START Selected excerpt

1 Ledesma v Climaco
FACTS:
▪
Ledesma is counsel de parte of one
accused. Thereafter, he was appointed as Election Registrar of Cadiz, Negros
Occidental by COMELEC
▪
Ledesma withdrew as counsel on the
basis that his appointment as Election Registrar would require full time
service as well as on the volume or pressure of work will prevent him from
handling adequately the defense.
▪
Judge Climaco denied his motion, and
even appointed him as counsel de officio of the accused.
ISSUE: WoN the withdrawal of Ledesma should
be allowed
HELD: No.
RATIO:
1.
There is obvious reluctance of
Ledesma to comply with his responsibilities as counsel de oficio. Then, even
assuming that he continues his position, his volume of work is likely to be
very much less than present. There is no excuse for him to shirk from his
obligation as member of the bar, who expects to remain in good standing, should
fulfill.
2.
Ledesma was not mindful of his
obligation as counsel de oficio. He ought to know that membership in the bar is
a privilege burdened with conditions. Being appointed as counsel de oficio
requires a high degree of fidelity (law is a profession and not a mere trade).
Requires counsel of repute and eminence.
3.
In criminal cases, right to counsel
is absolute. No fair hearing unless the accused be given an opportunity to be
heard by counsel.
4.
The denial by Judge Climaco was due
to the principal effect to delay the case (case has already been postponed for
8 times)
2 In Re Sycip
FACTS:
§ This
is a consolidated petition. The first
one filed by the surviving partners of atty. Alexander Sycip and the other
filed by the surviving partners of Atty. Herminio Ovaepa. They pray that they be allowed to continue
using the names of partners who had
passed away.

END Selected excerpt
START Given records

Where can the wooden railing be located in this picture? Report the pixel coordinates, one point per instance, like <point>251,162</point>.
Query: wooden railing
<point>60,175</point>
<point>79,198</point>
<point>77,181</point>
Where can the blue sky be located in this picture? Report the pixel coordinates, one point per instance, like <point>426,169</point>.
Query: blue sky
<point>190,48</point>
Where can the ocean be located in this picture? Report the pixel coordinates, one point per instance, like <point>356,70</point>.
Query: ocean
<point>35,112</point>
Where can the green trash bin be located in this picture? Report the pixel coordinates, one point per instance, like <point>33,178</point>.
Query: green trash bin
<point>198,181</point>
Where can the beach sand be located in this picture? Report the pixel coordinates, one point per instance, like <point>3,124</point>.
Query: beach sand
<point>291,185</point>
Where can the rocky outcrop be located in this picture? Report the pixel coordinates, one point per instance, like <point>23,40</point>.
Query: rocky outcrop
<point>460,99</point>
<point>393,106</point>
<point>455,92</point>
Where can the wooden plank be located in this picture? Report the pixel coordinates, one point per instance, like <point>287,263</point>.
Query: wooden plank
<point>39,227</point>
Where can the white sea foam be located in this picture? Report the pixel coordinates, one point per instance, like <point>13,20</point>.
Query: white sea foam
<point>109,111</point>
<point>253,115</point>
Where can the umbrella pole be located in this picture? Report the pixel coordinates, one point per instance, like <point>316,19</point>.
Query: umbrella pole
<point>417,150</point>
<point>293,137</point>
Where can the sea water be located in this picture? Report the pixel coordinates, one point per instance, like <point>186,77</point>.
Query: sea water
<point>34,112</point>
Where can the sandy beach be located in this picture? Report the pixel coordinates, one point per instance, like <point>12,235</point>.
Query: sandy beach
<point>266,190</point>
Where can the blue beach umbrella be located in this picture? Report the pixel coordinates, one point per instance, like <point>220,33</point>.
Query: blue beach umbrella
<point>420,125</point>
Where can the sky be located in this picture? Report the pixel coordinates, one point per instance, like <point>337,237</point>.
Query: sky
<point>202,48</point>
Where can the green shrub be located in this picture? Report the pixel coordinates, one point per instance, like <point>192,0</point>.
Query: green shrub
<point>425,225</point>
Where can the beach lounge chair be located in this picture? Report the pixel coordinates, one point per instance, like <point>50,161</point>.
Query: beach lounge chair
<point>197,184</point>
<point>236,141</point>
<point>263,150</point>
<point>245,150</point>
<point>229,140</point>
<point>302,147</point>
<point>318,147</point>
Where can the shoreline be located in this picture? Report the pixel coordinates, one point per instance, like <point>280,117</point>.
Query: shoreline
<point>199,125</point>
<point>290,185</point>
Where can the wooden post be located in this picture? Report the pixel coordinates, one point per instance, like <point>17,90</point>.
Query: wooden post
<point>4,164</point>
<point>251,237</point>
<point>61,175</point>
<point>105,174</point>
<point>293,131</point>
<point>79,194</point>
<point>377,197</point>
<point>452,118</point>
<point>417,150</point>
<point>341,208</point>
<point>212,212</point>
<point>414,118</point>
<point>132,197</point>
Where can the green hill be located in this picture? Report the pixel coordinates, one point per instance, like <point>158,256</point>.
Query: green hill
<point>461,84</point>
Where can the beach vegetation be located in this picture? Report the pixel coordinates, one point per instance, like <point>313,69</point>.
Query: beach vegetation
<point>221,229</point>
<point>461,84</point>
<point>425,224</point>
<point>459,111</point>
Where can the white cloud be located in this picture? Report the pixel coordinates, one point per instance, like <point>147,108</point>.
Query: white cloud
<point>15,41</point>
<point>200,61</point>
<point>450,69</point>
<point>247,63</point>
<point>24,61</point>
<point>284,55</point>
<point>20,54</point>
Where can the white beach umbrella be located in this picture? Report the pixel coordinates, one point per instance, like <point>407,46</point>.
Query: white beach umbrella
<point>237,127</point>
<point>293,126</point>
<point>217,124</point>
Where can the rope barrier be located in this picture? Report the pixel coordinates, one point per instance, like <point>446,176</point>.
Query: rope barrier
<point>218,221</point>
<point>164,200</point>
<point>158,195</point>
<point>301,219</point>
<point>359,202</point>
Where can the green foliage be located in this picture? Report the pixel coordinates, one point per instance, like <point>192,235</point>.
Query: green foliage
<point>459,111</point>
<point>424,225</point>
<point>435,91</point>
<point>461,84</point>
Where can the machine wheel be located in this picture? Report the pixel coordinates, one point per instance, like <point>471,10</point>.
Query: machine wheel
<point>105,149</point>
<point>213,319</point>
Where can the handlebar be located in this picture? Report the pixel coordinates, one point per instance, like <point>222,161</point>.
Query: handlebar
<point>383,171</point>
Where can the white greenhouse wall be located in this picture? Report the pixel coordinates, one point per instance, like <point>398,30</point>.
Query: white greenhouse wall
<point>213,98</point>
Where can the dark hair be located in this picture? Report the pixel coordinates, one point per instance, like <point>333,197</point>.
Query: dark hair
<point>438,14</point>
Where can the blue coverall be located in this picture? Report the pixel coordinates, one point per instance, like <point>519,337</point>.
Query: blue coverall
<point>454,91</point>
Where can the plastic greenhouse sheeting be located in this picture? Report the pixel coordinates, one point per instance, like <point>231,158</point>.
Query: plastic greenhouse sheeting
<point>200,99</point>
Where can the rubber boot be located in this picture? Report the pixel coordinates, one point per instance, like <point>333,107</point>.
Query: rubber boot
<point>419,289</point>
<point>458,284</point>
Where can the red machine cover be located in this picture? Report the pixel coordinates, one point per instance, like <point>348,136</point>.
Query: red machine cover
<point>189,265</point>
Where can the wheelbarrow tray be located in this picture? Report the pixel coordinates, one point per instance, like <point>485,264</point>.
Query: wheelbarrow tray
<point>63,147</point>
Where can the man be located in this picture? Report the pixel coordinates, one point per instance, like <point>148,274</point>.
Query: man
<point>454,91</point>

END Given records

■ List of tasks
**1)** List every person the case digest names by surname.
**2)** Rename "umbrella pole" to "parasol pole" in the entries, starting with the line that contains "Where can the white sea" and going on through the line that contains "<point>293,137</point>". Leave all else unchanged and return only those lines.

■ Responses
**1)** Ledesma, Climaco, Alexander Sycip, Herminio Ovaepa

**2)**
Where can the white sea foam be located in this picture? Report the pixel coordinates, one point per instance, like <point>13,20</point>.
Query: white sea foam
<point>109,111</point>
<point>253,115</point>
Where can the parasol pole be located in this picture? Report the pixel coordinates, one point per instance, like <point>316,19</point>.
Query: parasol pole
<point>417,150</point>
<point>293,137</point>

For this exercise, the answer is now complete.